**本文**
◆ ◆ ◆ ◆
インスリン治療に関して、注射が怖い、一生ずっと打つのが嫌、他人に知られるのが嫌、人と違うことをするのが嫌、等の考えをもっている方が多数だと思います。果たして本当でしょうか?
インスリン治療を患者と医師に行ったアンケートがあります。医師自身が糖尿病であった場合、治療開始を考慮するHbA1cは7・7%(JDS値・以下同)、医師自身が患者にインスリンを考慮するのは8・3%、さらに医師自身が実際に患者にインスリン治療を勧めるのは9・2%と、患者にインスリンを勧めるタイミングが先送りになっている事がわかりました。
また医師が患者への治療を断念した理由で35%と最も多かったのは「患者さんの同意が得られなかった」というものでした。
が、いざインスリン治療を開始した患者の49・2%が「もっと早くから始めればよかった」と感じ、否定的感情は実際に治療を開始した患者では有意に改善していました。
これから言えるのは患者がインスリン療法を受け入れできない理由を医師が正確に把握・理解していない一方で、患者側も治療に対する理解が不十分で、双方の認識の不一致が治療の最大の妨げになっている事です。
◆ ◆ ◆ ◆
**元データ**
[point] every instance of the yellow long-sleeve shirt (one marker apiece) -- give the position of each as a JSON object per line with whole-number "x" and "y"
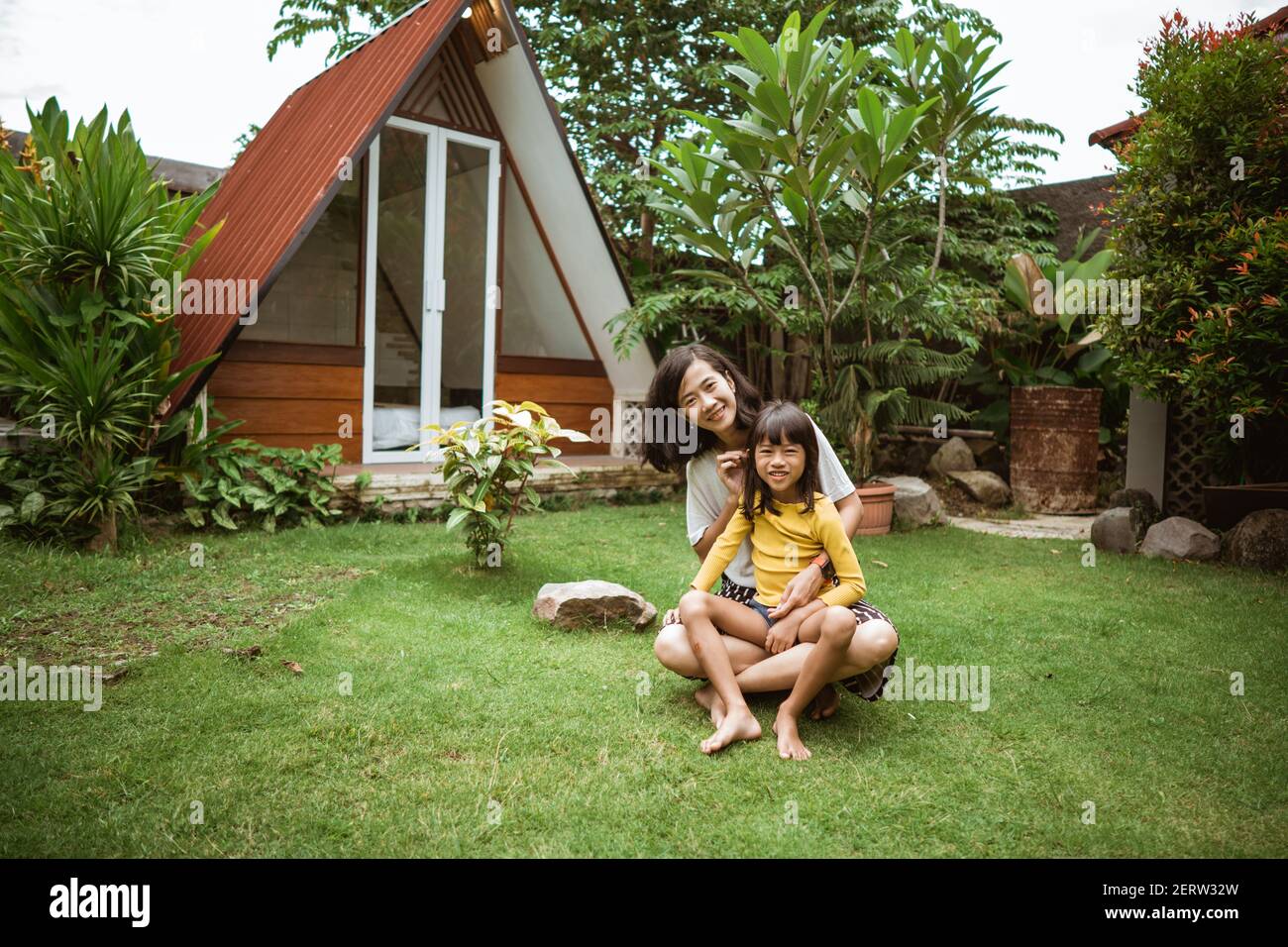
{"x": 776, "y": 561}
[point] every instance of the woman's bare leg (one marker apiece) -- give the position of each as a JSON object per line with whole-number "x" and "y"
{"x": 872, "y": 644}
◆ ◆ ◆ ◆
**作業内容**
#1 インスリン治療に関する文章の冒頭で、多くの人がインスリン治療について抱いているとされる考えをすべて書き出せ。
#2 インスリン治療に関する文章を、最後の文の後から書き継げ。

**解答**
#1
注射が怖い
一生ずっと打つのが嫌
他人に知られるのが嫌
人と違うことをするのが嫌

#2
現在はさまざまな機序の経口血糖降下剤を、病態に応じて多種併用できる便利な時代です。しかし、インスリン療法は90年もの間、血糖値を下げ、HbA1cを確実に低下させる治療法として君臨しています。とは言うものの、これまではどうしても最後の手段と捉えがちであったのは否めません。
そのように使用してきた結果、糖尿病から派生する合併症(神経障害・網膜症・腎症)の進行や、心筋梗塞や脳梗塞の発症を抑えきれなかった一つの要因であったと、考える事もできるでしょう。
糖尿病治療のLegacy effect(遺産効果)が言われるようになり、より初期からの積極的治療がひいてはその後のよりよい治療、よい予後をもたらす、良好な血糖コントロールの意義が改めて認識されています。
少しはインスリンに対する見解がかわったでしょうか?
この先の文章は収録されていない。